Start of Records to use

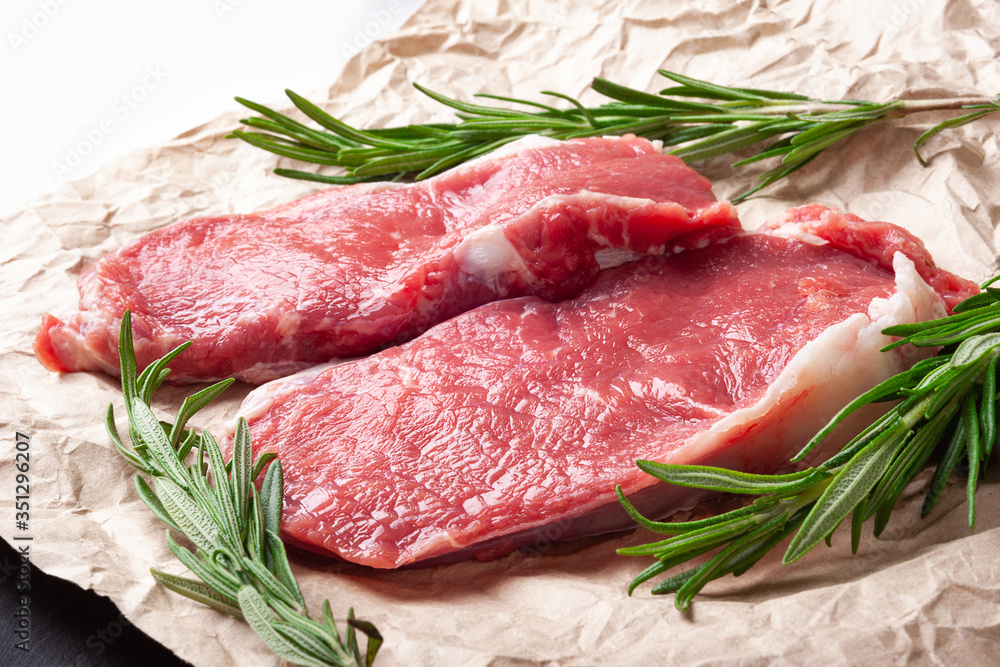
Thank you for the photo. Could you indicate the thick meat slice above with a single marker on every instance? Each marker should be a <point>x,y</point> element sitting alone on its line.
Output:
<point>522,415</point>
<point>350,270</point>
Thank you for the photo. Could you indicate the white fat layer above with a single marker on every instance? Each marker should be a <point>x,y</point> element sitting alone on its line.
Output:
<point>611,257</point>
<point>259,401</point>
<point>795,232</point>
<point>827,373</point>
<point>487,254</point>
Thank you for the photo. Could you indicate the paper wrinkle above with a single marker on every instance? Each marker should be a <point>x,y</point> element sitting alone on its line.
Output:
<point>927,591</point>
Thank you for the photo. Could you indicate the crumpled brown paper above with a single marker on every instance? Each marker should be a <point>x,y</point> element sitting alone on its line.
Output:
<point>926,591</point>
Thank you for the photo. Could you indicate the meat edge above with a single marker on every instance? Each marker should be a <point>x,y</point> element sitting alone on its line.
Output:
<point>760,438</point>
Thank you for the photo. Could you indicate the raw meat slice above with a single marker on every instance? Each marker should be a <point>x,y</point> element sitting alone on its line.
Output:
<point>350,270</point>
<point>513,422</point>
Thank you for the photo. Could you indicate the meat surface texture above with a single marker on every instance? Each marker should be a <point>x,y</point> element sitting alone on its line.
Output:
<point>350,270</point>
<point>513,422</point>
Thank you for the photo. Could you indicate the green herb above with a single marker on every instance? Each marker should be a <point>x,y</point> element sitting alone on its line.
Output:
<point>240,563</point>
<point>947,405</point>
<point>699,119</point>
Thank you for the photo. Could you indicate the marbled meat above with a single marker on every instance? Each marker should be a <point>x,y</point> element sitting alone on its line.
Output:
<point>350,270</point>
<point>522,415</point>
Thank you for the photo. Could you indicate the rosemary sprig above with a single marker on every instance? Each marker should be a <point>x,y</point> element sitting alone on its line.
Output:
<point>947,405</point>
<point>232,527</point>
<point>700,120</point>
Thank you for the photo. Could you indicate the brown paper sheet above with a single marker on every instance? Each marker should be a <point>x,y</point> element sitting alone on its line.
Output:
<point>926,591</point>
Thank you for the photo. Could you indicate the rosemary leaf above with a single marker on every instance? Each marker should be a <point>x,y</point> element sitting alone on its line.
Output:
<point>702,119</point>
<point>240,563</point>
<point>949,406</point>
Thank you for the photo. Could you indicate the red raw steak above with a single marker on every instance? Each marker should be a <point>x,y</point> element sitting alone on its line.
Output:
<point>347,271</point>
<point>522,415</point>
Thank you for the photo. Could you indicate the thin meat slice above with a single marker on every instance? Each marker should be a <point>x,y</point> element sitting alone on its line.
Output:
<point>513,422</point>
<point>874,241</point>
<point>347,271</point>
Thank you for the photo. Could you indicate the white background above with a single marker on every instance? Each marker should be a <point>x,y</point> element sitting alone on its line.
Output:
<point>84,82</point>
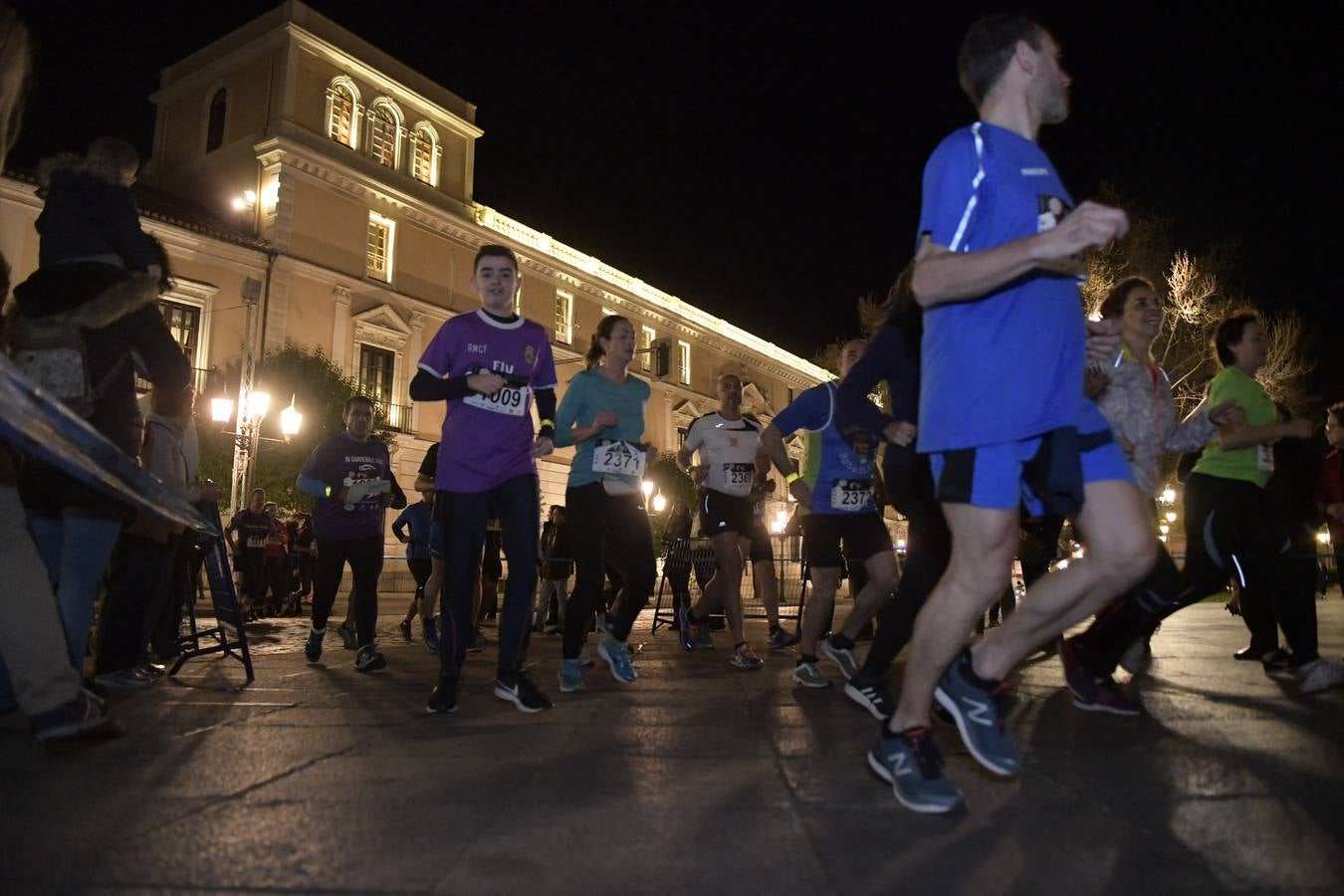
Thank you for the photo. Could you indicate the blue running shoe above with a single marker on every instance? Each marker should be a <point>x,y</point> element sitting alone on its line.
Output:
<point>314,646</point>
<point>911,765</point>
<point>976,712</point>
<point>571,676</point>
<point>618,658</point>
<point>430,631</point>
<point>686,629</point>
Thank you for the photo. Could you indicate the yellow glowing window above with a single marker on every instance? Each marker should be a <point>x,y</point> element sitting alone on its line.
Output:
<point>647,337</point>
<point>563,318</point>
<point>379,261</point>
<point>382,137</point>
<point>341,125</point>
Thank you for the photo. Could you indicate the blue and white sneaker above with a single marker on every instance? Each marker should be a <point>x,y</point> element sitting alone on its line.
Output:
<point>911,765</point>
<point>976,712</point>
<point>686,631</point>
<point>314,646</point>
<point>571,676</point>
<point>617,656</point>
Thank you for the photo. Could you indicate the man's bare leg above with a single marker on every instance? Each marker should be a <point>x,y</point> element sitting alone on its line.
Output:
<point>1120,554</point>
<point>983,543</point>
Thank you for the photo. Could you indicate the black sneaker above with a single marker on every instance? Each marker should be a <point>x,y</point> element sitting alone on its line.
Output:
<point>368,658</point>
<point>84,716</point>
<point>445,695</point>
<point>872,693</point>
<point>519,689</point>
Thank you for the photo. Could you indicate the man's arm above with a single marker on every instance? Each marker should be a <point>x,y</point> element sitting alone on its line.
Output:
<point>943,276</point>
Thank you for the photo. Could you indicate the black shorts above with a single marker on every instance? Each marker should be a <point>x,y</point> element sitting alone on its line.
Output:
<point>761,547</point>
<point>863,534</point>
<point>722,514</point>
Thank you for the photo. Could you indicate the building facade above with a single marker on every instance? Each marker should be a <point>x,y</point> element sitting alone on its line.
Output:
<point>342,184</point>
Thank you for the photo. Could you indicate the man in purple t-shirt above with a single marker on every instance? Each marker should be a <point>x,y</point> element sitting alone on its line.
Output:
<point>490,365</point>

End of Records to use

*Task directions*
Write out every one of the records above word for word, leaving the pictures out.

*Solution*
Thank you for the photo. Could you indicate the thick meat slice above with a single marker on every instance? Each marker should be a <point>x,y</point> element sitting alone on its line.
Output:
<point>522,415</point>
<point>350,270</point>
Thank you for the photo. Could you indicate the white fat layer above with a single marker on every instance? Each marker should be a <point>x,y</point> element sitting alone on its line.
Output:
<point>611,257</point>
<point>259,401</point>
<point>795,232</point>
<point>827,373</point>
<point>487,254</point>
Thank you for the photo. Could you indicate the paper wrinkle above with a single marker on every instance? Each marker should be a <point>x,y</point> element sitting alone on its line.
Output:
<point>927,591</point>
Thank you for the photo. Could you indicate the crumpled brown paper above with a single marker on every instance? Each marker should be a <point>x,y</point> element sitting alone on its line.
Output:
<point>926,591</point>
Thank you for the photo. Could you indicate the meat edge above with a single marker on every instance? Each marker should be a <point>x,y</point> element sitting alone on its line.
Output:
<point>760,438</point>
Thank you for the photo. Could you indicate the raw meat slice above with a single marker on every instance? Each marker should be a <point>x,y</point> element sitting alone on its line.
Output:
<point>350,270</point>
<point>513,422</point>
Thank you for the photo. Could you indicate the meat surface texture above with a single marker on every instance? Each marker should be a <point>x,y</point> element sitting alone on its line.
Output:
<point>350,270</point>
<point>513,422</point>
Thank you for the photo. Could you indicate the green herb above with a single marker on every instance? Each marker should be a <point>x,y</point> element sitting alone on its line.
Output:
<point>240,563</point>
<point>947,405</point>
<point>699,119</point>
Thank you for the photo. Could you indicate the marbled meat above with a single marker on every instance? Each marker should be a <point>x,y</point> element sitting alone on its line.
Output:
<point>350,270</point>
<point>522,415</point>
Thank you for the photo. Could you indicate the rosemary sprig above with a single marker on every instance? Each marker should be a <point>x,y</point> element sitting alone on its line.
Output:
<point>947,405</point>
<point>232,527</point>
<point>700,120</point>
Thank you for the photo. Could you indicate the brown paper sheet above with a single marker on every instance? Each marker should be a <point>x,y</point> element sitting alone on its line.
Output:
<point>926,591</point>
Thank you for the photo. Could you indicate the rosemary leaf above with a single marker on every instance? Each marker should be a <point>x,y</point> element sitting alone on its line.
Output:
<point>702,119</point>
<point>240,563</point>
<point>949,406</point>
Thank you for the photo. Could you indicate the red raw steak above with a single marker on every instance? Each marker should be a <point>x,y</point> element sitting alone on its line.
Output:
<point>347,271</point>
<point>522,415</point>
Thank you for the photo. Could you indicate the thin meat slice above with a single marker on every instance? Each marker should be a <point>x,y</point> element sitting alone on its line.
Output:
<point>513,422</point>
<point>874,241</point>
<point>347,271</point>
Thank you for the photo. Could you indicate the white background above with a single marker on every instance? Each marker should be a <point>x,y</point> element sitting alone on its line.
Output:
<point>84,82</point>
Thank you for the photo. Could you indicate the blue running shoe above with a single marker on every instance? Each marker should be a <point>x,y</point> element sitting alone on its line.
Output:
<point>314,646</point>
<point>911,765</point>
<point>976,712</point>
<point>571,676</point>
<point>618,658</point>
<point>430,631</point>
<point>686,629</point>
Thank you for the photo. Could you indicate the yellow glowing window above with a single marker on every instance? Each marker should be a <point>x,y</point> element sitting alone on its line.
Output:
<point>647,337</point>
<point>563,318</point>
<point>379,261</point>
<point>382,137</point>
<point>341,125</point>
Thank you for the photo. Could you indicate the blue and white sneaker above with a single marker on every instance? Each marker should be a <point>x,y</point> element sitting alone on its line.
Output:
<point>911,765</point>
<point>976,712</point>
<point>686,631</point>
<point>314,646</point>
<point>571,676</point>
<point>617,656</point>
Thank you for the photo. Could you indicate the man's bare leg above with a single marker on every instance? Each marker should be a <point>x,y</point> element sitting alone on its line.
Output:
<point>1120,554</point>
<point>983,543</point>
Thank you for the photo. Could you indicate the black sneaker above with a single marker on every instance? Each marker should be a <point>x,y</point> element sitting alone on its line.
Output:
<point>368,658</point>
<point>84,716</point>
<point>445,695</point>
<point>872,693</point>
<point>519,689</point>
Thank you for the photo. Could you indicate the man's arm above with a single marker on every instance? Each marker should be a <point>x,y</point> element sitting alone on its line.
Output:
<point>943,276</point>
Thank you for the photo. Could you indicate the black shorts above with a single marker on every instance? Each marker should be a <point>x,y</point> element sitting alone on its line.
Output:
<point>761,547</point>
<point>863,534</point>
<point>722,514</point>
Thank you for the photo. Could you indicate the building facade above with a single marker on every instance? Each marker should be a <point>x,y</point> element sitting alone on its line.
Output:
<point>342,184</point>
Thank you for the photo. Could you indicate the man in purple t-shirt above with a single marker on every instance? Each marker should be a <point>x,y</point> element sitting alone on its line.
Output:
<point>490,365</point>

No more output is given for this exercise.